PROVIDED DATA →
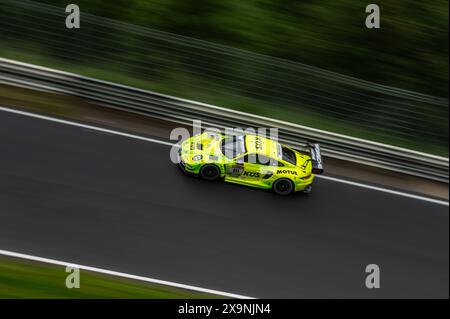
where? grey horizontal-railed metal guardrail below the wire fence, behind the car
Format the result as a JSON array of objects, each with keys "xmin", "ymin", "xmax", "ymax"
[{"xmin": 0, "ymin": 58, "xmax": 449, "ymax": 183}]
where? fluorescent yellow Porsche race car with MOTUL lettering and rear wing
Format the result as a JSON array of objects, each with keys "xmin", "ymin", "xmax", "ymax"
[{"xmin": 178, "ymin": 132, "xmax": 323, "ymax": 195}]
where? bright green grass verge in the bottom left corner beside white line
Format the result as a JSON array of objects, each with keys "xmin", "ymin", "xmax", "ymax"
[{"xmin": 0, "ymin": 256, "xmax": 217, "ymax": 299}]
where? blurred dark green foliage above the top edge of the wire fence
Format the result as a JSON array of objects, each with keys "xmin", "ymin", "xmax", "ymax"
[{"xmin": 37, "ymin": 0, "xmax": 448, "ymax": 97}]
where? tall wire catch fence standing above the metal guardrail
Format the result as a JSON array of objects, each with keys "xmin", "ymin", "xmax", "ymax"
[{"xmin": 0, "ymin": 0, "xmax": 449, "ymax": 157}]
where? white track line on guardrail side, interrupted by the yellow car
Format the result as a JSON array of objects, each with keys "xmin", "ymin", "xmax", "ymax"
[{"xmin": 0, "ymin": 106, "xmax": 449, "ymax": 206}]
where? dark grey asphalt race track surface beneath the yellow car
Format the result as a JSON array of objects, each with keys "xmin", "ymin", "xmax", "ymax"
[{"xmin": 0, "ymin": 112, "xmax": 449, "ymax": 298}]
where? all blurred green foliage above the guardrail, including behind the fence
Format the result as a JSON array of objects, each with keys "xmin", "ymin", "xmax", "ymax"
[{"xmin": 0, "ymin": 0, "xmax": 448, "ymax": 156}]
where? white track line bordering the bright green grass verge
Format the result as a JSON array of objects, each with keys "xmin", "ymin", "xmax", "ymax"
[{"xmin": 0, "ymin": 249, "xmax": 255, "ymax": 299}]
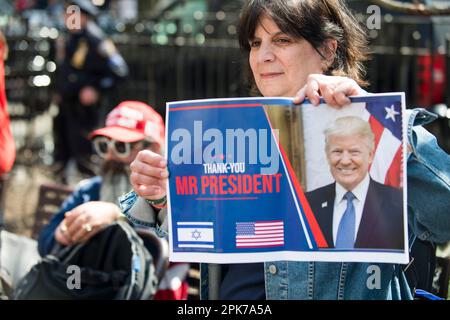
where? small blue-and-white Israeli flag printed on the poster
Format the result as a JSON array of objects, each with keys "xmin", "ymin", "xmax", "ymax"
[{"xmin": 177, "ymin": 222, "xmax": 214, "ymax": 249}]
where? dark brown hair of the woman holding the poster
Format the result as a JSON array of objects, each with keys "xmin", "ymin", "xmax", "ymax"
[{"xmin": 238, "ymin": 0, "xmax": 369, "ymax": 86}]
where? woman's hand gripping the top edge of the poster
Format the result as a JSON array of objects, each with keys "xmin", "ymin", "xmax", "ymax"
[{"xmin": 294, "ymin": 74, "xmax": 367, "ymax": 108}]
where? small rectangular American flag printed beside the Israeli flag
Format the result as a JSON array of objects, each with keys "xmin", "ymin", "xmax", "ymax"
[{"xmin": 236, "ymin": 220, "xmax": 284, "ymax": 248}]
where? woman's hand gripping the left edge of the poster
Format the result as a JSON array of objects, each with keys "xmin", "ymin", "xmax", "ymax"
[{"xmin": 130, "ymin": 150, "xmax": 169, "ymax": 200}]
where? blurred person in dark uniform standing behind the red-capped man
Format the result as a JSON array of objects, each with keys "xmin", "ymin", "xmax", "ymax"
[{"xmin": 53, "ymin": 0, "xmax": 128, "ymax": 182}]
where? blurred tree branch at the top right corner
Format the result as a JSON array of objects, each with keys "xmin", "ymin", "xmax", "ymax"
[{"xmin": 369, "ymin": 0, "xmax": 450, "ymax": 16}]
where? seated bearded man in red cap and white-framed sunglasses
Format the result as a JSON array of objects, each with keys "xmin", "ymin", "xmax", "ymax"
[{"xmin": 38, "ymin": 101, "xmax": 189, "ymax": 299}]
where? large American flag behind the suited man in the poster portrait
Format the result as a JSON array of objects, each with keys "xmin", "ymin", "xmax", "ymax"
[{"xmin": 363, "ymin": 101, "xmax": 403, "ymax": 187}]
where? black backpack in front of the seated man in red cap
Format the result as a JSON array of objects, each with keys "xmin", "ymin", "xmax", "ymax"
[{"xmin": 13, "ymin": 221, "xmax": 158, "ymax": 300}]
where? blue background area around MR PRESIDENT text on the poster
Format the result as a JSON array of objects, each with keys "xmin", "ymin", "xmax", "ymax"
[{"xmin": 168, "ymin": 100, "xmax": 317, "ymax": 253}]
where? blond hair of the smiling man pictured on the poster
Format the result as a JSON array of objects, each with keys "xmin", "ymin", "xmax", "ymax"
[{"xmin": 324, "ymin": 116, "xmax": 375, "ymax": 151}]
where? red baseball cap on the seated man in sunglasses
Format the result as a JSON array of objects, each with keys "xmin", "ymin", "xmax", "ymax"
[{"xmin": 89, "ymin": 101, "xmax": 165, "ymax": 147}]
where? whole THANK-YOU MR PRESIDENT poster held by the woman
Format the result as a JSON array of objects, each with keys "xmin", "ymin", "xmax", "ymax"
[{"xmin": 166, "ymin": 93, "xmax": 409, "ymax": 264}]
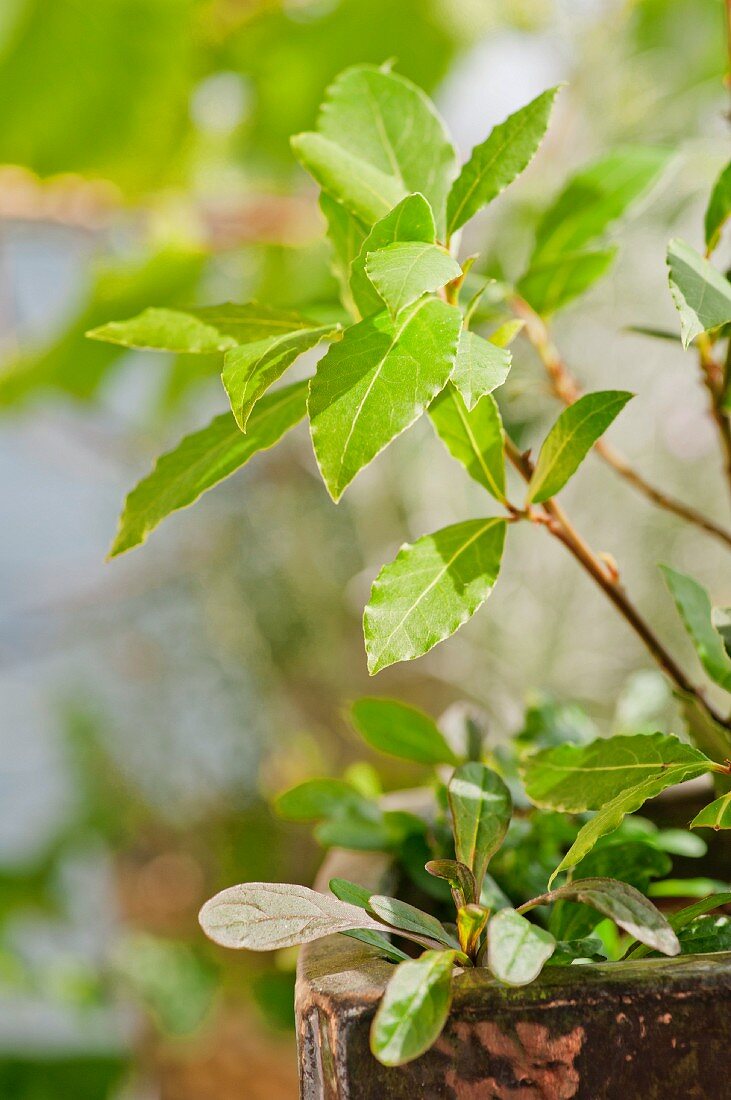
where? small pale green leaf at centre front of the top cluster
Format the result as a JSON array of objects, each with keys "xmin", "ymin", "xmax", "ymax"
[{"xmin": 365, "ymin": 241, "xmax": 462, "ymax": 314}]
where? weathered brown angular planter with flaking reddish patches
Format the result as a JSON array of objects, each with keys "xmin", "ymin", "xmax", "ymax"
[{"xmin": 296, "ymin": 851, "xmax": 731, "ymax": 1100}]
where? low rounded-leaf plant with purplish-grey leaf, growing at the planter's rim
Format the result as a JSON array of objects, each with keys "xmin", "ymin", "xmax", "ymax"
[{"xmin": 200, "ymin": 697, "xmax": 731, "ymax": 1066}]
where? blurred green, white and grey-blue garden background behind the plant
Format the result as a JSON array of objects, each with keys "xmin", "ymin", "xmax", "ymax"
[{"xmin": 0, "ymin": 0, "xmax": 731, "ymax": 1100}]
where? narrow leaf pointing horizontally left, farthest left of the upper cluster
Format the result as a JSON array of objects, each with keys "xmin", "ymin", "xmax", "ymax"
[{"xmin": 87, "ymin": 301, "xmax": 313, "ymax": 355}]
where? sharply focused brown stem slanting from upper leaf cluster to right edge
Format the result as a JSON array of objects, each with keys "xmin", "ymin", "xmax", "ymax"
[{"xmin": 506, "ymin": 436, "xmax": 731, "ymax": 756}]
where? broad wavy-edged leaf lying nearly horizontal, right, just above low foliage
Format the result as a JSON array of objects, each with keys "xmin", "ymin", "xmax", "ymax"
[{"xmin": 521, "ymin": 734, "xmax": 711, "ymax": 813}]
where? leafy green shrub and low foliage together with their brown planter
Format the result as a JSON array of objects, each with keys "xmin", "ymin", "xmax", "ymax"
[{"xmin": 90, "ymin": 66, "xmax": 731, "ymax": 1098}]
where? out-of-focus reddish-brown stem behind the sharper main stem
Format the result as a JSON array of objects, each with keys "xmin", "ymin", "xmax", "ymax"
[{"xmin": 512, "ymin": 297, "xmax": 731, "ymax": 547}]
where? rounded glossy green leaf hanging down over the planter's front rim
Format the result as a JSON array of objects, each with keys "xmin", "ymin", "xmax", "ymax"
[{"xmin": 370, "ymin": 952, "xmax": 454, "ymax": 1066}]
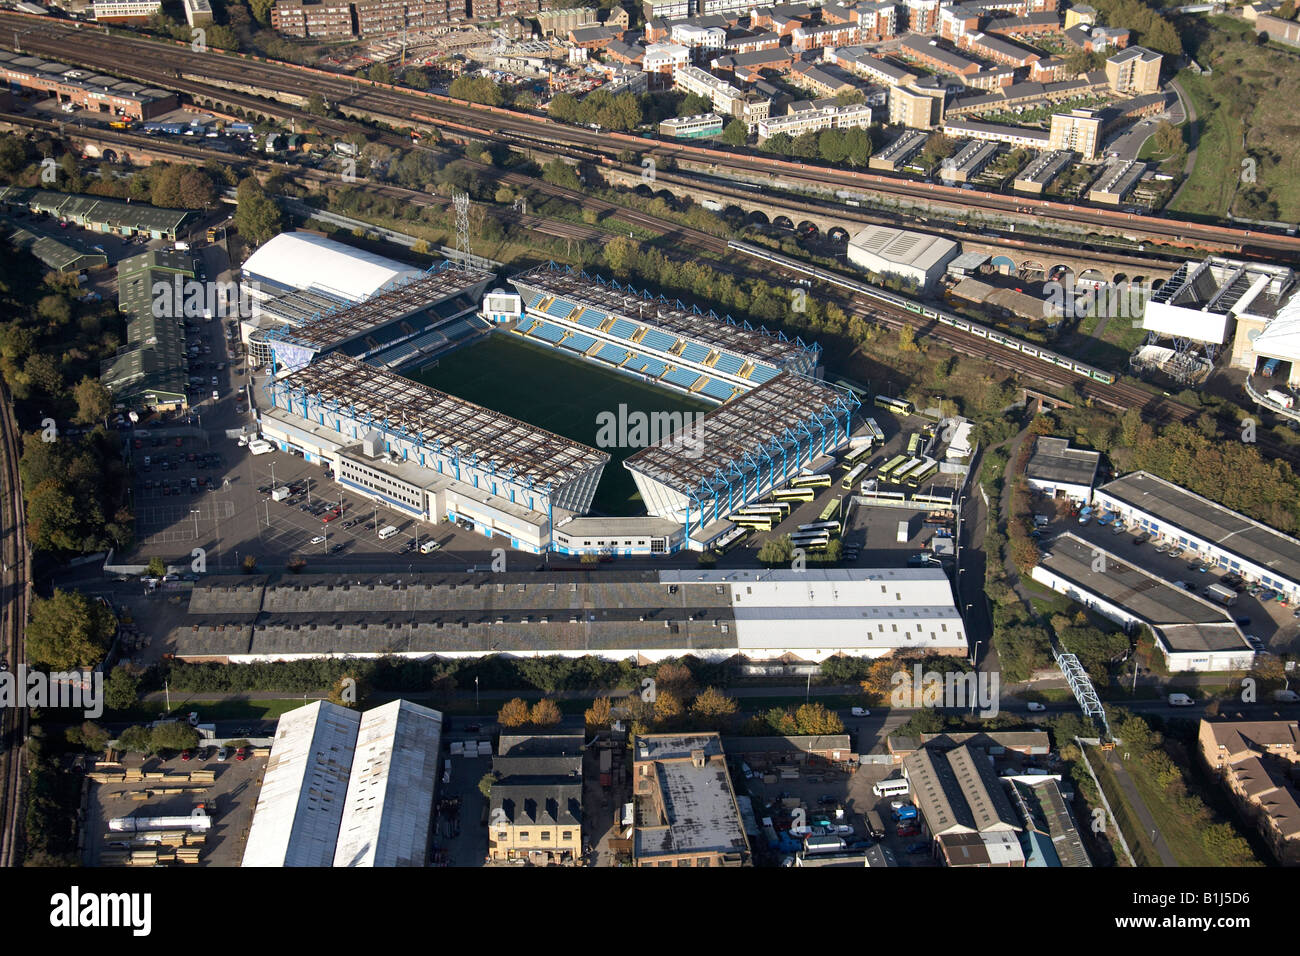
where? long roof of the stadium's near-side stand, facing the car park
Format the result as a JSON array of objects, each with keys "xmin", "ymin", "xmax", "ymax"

AIM OF THE EXERCISE →
Reproduce the lines of the entries above from the one with "where? narrow leaf" to the one with "where? out-of-focus reddish-brown", both included, exactly and without any other line.

TASK RESPONSE →
where? narrow leaf pointing horizontally left, farthest left of the upper cluster
Format the result as a JSON array of objects, each with keys "xmin", "ymin", "xmax", "ymax"
[{"xmin": 87, "ymin": 301, "xmax": 313, "ymax": 355}]
where? sharply focused brown stem slanting from upper leaf cluster to right edge
Format the result as a JSON array of objects, each with keys "xmin", "ymin", "xmax", "ymax"
[{"xmin": 506, "ymin": 436, "xmax": 731, "ymax": 756}]
where? broad wavy-edged leaf lying nearly horizontal, right, just above low foliage
Format the result as a JSON array of objects, each with keys "xmin", "ymin", "xmax", "ymax"
[{"xmin": 521, "ymin": 734, "xmax": 711, "ymax": 813}]
where? leafy green shrub and low foliage together with their brown planter
Format the result as a JSON array of objects, each with keys "xmin", "ymin", "xmax", "ymax"
[{"xmin": 90, "ymin": 66, "xmax": 731, "ymax": 1098}]
where? out-of-focus reddish-brown stem behind the sharper main stem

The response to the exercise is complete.